--- Texto extraído ---
1. Santa Comba e Treixedo, 1102
O mais antigo diploma desta série é a “carta moris” passada, em 1102, aos moradores de Santa Comba e Treixedo, pelo abade do mosteiro de Lorvão, que documenta uma fase do repovoamento da região de Coimbra. O abade declara que está consciente do papel do mosteiro, tendo promovido a fixação de colonos, para construírem, habitarem e plantarem naquelas vilas – os dois monges que iniciaram o processo de povoamento, assinam também o documento –, e que procedeu à edificação de torres, e de outras obras necessárias quando se povoam terras ermas. Com eles acordou na escolha deste foro, para vigorar perpetuamente.
1.1. Organização administrativa
Pode, à primeira vista, dar a impressão de que se trata de uma simples carta de aforamento. No entanto, o documento contém cláusulas que ultrapassam as de um contrato desse tipo. Com efeito, reconhece-se a existência de governantes ou juízes da terra e é a eles que o documento é confiado: "Hos nos supradicti prior laurbanensis cenobii et fratres simul secundum temporis qualitatem statuimus atque confirmandum rectoribus terre, sive iudicibus stabiliter tradidimus”. Aliás, a forma, que o documento apresenta, de pacto ou “fori conventio” com uma determinada população, só é eficaz, quando esta é representada por um órgão colegial, de indiscutível valor, capaz de assumir responsabilidade moral e jurídica, embora não haja qualquer referência expressa à sua existência.
1.2. A sociedade.
A população destas vilas é constituída por cavaleiros vilãos e peões.
1.3. Fiscalidade.
Somente os peões são tributários. Pagam anualmente, a cibaria, isto é, por cada boi que possuam, o imposto de dois quarteiros de pão, em partes iguais de trigo, centeio e milho, e, se cultivarem legumes, dão também um alqueire.
--- Materiais do exercício ---
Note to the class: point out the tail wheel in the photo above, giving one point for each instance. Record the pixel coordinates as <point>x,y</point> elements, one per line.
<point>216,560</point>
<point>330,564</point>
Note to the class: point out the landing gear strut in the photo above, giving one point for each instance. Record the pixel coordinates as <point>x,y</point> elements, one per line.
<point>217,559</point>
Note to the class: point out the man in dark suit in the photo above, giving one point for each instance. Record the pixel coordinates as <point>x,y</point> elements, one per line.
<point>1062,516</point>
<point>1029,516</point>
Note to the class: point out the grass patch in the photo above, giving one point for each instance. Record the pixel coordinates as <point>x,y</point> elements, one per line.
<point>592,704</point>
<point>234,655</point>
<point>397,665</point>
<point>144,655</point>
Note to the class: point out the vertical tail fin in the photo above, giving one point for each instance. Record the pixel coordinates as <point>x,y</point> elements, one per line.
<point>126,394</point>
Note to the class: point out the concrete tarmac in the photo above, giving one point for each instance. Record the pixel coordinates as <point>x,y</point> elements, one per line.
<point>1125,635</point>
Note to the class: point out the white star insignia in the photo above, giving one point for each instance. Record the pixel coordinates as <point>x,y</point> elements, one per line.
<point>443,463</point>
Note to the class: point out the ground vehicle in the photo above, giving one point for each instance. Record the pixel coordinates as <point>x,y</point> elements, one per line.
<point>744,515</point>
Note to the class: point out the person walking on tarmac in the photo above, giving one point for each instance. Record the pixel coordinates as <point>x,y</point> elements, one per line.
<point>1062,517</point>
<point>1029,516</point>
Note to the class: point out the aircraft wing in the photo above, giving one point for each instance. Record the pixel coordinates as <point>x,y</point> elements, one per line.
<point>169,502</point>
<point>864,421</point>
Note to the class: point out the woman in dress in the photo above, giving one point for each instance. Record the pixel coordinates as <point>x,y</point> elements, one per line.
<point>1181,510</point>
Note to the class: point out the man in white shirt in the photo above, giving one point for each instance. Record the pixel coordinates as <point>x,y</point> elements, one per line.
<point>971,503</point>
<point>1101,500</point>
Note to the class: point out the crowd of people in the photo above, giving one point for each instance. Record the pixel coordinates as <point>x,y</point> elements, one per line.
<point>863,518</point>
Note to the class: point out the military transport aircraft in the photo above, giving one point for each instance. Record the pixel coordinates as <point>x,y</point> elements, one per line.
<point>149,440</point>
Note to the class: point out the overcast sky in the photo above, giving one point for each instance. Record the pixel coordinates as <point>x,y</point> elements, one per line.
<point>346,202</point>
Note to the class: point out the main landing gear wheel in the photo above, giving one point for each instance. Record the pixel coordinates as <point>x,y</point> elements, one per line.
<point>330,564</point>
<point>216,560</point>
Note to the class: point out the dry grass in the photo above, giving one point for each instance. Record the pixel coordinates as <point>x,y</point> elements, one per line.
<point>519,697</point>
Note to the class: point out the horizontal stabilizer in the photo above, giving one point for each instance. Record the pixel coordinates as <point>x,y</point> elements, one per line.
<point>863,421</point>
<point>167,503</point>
---
▶ **Tarefas**
#1 Enumere os cereais em que, segundo o texto extraído, os peões pagam o imposto de dois quarteiros de pão.
#2 Reescreva as entradas como uma lista JSON de strings, uma por linha e sem linhas em branco. Comece na primeira linha das entradas e pare depois da linha que contém "<point>443,463</point>".
O texto extraído e as entradas não têm qualquer relação entre si.

▶ **Respostas esperadas**
#1 Trigo, centeio e milho.

#2
[
  "Note to the class: point out the tail wheel in the photo above, giving one point for each instance. Record the pixel coordinates as <point>x,y</point> elements, one per line.",
  "<point>216,560</point>",
  "<point>330,564</point>",
  "Note to the class: point out the landing gear strut in the photo above, giving one point for each instance. Record the pixel coordinates as <point>x,y</point> elements, one per line.",
  "<point>217,559</point>",
  "Note to the class: point out the man in dark suit in the photo above, giving one point for each instance. Record the pixel coordinates as <point>x,y</point> elements, one per line.",
  "<point>1062,516</point>",
  "<point>1029,516</point>",
  "Note to the class: point out the grass patch in the photo above, giving one point for each instance. Record the pixel coordinates as <point>x,y</point> elements, one per line.",
  "<point>592,704</point>",
  "<point>234,655</point>",
  "<point>397,665</point>",
  "<point>144,655</point>",
  "Note to the class: point out the vertical tail fin in the photo above, giving one point for each instance. Record the pixel coordinates as <point>x,y</point> elements, one per line.",
  "<point>126,394</point>",
  "Note to the class: point out the concrete tarmac in the photo above, giving one point for each instance. Record the pixel coordinates as <point>x,y</point> elements, one per line.",
  "<point>1125,635</point>",
  "Note to the class: point out the white star insignia in the photo above, giving one point for each instance. Record the pixel coordinates as <point>x,y</point> elements, one per line.",
  "<point>443,463</point>"
]